■ SELECTED EXTRACT ■

..........

While not everyone who plays bingo has a story like Grace’s, her narrative does show some of the unique aspects of bingo which I believe make the game important in two Pennsylvania towns, Fairfield and Bonneauville, and in the lives of the players, many of whom are senior citizens. In small, rural towns with few opportunities for social interaction, the bingo games coordinated by the local fire and EMS organizations provide an ongoing and dependable opportunity for creating and maintaining a social community. Bingo brings the players, mainly the elderly, out of their isolated private spheres and into a stable and reliable public sphere together. Participation in bingo encourages social interaction, allows for the creation and maintenance of friendships, has positive physical and mental health benefits, and brings people together to improve their local community.
There is a distinct lack of attention paid to events like bingo in the anthropology of aging, since this field generally focuses on disconnection seen in events like retirement and death, instead of connection, seen on both a personal and community-wide level in events like bingo. The intrinsic disengagement theory, which posits that old age is a universal time for withdrawal, with three potential circumstances for such disengagement, has been an influential albeit controversial theory. Those scholars who support the first scenario of the intrinsic disengagement theory suggest that society pushes elderly people away and inhibits their ability and opportunities for social interaction as a way to remain engaged (Keith 1980:343). In this thesis, I use bingo to argue against the idea that the elderly choose to accept this disengagement; the other possible circumstances associated with this theory are explained and elaborated in detail on page four. My fieldwork demonstrates that elderly players make a significant effort to attend bingo and value the social connections and interactions this activity provides. Furthermore, I argue that we must nuance our understanding of the processes of disengagement and engagement by considering key contextual factors, including town structure, dependence on automobile use, and cultural values such as independence. I suggest a new approach to the study of social isolation and connection in elderly populations, which is particularly applicable to the elderly living in rural areas.

..........

■ TASKS TO COMPLETE ■
(a) In the passage on bingo in two Pennsylvania towns, replace "senior citizens" with "older adults" and write out the part from "While not everyone" to "their local community.".
(b) Continue the passage on bingo among elderly players in rural Pennsylvania from the point where it ends.

..........

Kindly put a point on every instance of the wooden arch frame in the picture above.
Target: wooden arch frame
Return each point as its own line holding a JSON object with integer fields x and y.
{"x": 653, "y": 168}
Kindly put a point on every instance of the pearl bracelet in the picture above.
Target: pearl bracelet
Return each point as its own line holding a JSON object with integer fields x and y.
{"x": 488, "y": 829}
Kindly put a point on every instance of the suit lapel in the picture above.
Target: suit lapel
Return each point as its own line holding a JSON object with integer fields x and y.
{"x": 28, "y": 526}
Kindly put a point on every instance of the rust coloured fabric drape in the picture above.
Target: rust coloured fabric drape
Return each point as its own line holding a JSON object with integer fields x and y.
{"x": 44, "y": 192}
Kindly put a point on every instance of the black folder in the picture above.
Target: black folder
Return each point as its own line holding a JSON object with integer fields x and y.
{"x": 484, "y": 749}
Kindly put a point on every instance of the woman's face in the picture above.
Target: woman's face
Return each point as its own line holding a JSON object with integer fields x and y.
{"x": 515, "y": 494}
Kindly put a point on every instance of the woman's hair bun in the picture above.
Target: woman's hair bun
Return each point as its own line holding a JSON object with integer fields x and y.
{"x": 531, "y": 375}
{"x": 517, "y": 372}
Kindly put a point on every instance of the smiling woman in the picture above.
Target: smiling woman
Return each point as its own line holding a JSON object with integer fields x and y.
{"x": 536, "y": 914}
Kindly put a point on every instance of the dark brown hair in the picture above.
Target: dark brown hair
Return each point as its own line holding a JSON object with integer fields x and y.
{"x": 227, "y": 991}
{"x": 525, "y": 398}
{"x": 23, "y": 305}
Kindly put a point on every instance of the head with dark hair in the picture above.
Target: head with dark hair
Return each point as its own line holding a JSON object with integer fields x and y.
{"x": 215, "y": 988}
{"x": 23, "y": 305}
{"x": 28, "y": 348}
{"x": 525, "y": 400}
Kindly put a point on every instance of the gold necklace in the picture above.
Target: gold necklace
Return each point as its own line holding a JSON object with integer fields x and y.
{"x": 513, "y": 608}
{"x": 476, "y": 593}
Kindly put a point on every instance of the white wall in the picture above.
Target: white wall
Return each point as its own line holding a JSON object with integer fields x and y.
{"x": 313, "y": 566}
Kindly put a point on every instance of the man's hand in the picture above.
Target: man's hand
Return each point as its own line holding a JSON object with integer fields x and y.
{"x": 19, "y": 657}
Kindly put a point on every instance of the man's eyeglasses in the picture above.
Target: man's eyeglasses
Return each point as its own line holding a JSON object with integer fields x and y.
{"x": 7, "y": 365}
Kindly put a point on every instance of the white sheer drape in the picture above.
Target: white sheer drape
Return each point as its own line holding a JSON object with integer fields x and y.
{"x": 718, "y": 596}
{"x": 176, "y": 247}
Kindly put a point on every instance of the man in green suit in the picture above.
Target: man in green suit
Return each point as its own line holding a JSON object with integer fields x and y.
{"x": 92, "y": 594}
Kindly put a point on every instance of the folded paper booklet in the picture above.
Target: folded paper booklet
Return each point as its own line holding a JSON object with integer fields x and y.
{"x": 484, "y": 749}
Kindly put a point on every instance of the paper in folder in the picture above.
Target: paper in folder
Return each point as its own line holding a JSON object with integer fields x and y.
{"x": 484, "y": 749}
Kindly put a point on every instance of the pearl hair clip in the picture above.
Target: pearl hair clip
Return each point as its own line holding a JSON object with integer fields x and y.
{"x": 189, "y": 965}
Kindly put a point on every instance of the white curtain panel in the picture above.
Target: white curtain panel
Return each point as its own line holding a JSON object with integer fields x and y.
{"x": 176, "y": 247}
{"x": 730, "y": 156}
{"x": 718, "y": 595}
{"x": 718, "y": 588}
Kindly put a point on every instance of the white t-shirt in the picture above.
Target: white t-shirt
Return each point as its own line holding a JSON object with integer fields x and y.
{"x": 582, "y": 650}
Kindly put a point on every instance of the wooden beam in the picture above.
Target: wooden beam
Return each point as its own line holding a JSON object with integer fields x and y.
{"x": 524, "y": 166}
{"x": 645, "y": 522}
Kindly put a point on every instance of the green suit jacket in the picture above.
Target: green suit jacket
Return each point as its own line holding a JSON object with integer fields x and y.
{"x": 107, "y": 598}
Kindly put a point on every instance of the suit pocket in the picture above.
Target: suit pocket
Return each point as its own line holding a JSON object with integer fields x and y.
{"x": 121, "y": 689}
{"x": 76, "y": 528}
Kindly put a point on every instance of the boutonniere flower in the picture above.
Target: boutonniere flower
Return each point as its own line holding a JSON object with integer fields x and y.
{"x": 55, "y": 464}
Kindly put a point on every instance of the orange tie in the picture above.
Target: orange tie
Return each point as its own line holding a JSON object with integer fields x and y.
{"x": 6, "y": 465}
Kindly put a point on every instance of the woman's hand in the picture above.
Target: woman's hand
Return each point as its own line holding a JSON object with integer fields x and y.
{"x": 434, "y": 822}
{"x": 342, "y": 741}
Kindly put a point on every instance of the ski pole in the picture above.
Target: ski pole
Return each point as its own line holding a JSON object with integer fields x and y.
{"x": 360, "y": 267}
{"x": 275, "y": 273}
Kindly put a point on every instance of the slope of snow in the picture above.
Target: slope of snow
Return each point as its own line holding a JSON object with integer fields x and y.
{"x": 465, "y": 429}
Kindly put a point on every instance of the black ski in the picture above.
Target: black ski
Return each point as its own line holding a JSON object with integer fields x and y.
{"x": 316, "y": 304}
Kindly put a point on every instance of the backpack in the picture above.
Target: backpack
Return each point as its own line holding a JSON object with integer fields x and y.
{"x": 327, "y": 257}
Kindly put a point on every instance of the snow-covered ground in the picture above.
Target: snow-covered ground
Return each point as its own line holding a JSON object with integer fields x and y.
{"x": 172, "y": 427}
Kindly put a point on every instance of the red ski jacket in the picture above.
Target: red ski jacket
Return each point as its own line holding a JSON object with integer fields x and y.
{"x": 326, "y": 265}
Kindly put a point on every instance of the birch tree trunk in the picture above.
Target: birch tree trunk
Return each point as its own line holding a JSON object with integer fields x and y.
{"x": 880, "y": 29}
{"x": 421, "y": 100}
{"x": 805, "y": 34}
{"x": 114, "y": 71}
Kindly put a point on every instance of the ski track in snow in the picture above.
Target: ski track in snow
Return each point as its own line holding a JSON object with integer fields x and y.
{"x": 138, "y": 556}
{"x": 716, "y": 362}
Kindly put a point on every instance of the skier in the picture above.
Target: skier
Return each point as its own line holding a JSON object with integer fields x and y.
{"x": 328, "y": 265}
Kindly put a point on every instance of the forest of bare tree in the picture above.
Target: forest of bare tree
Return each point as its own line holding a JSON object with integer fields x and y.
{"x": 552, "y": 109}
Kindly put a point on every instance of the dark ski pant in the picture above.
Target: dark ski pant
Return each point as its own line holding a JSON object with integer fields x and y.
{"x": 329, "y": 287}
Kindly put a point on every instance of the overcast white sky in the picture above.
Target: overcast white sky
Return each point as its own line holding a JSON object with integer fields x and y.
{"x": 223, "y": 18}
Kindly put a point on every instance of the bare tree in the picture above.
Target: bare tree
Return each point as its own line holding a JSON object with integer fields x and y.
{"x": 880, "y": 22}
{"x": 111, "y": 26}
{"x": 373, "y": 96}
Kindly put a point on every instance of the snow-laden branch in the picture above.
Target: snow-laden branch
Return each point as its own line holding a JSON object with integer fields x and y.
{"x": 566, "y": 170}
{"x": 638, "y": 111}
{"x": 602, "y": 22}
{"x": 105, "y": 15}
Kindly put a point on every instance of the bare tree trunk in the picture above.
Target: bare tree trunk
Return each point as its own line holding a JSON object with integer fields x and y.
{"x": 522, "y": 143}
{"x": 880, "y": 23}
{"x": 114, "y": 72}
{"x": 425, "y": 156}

..........

■ ANSWERS IN ORDER ■
(a)
While not everyone who plays bingo has a story like Grace’s, her narrative does show some of the unique aspects of bingo which I believe make the game important in two Pennsylvania towns, Fairfield and Bonneauville, and in the lives of the players, many of whom are older adults. In small, rural towns with few opportunities for social interaction, the bingo games coordinated by the local fire and EMS organizations provide an ongoing and dependable opportunity for creating and maintaining a social community. Bingo brings the players, mainly the elderly, out of their isolated private spheres and into a stable and reliable public sphere together. Participation in bingo encourages social interaction, allows for the creation and maintenance of friendships, has positive physical and mental health benefits, and brings people together to improve their local community.

(b)
To begin, I provide a concise history of the anthropology of aging and the prominent theory of intrinsic disengagement in particular. Next, I use ethnographic fieldwork to detail bingo as an event and then to critique intrinsic disengagement, particularly on the issues of social isolation, mobility and American values. I conclude my paper with an analysis of other organizations in Fairfield and Bonneauville that provide opportunities for social interaction in order to establish what is unique about bingo and how it best meets the needs of the community and players, particularly in terms of combating social isolation.